= THE REQUEST =
Retype everything in the listing below from the line containing "mark the region of every instance of the <item>wooden" down to the final line, reproducing each line without alteration.

===== DATA RECORDS

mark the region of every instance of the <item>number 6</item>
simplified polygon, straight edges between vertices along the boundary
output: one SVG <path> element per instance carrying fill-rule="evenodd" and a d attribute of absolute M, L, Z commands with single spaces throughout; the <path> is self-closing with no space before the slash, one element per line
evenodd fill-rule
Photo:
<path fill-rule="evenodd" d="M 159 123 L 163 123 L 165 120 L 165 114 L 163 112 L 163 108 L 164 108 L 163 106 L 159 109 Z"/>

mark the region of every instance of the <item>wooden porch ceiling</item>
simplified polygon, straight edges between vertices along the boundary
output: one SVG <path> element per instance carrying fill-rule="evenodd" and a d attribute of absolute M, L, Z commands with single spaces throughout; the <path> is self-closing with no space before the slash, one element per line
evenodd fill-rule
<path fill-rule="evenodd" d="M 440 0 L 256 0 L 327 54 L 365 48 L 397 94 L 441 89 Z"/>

==========

= REPLY TO THE TASK =
mark the region of every instance of the <item>wooden porch ceiling</item>
simplified polygon, straight edges between vertices along the boundary
output: one SVG <path> element per instance carrying fill-rule="evenodd" and a d attribute of absolute M, L, Z commands with single spaces throughout; the <path> is self-closing with no space before the slash, one element per line
evenodd fill-rule
<path fill-rule="evenodd" d="M 440 0 L 256 0 L 327 54 L 365 48 L 397 94 L 441 89 Z"/>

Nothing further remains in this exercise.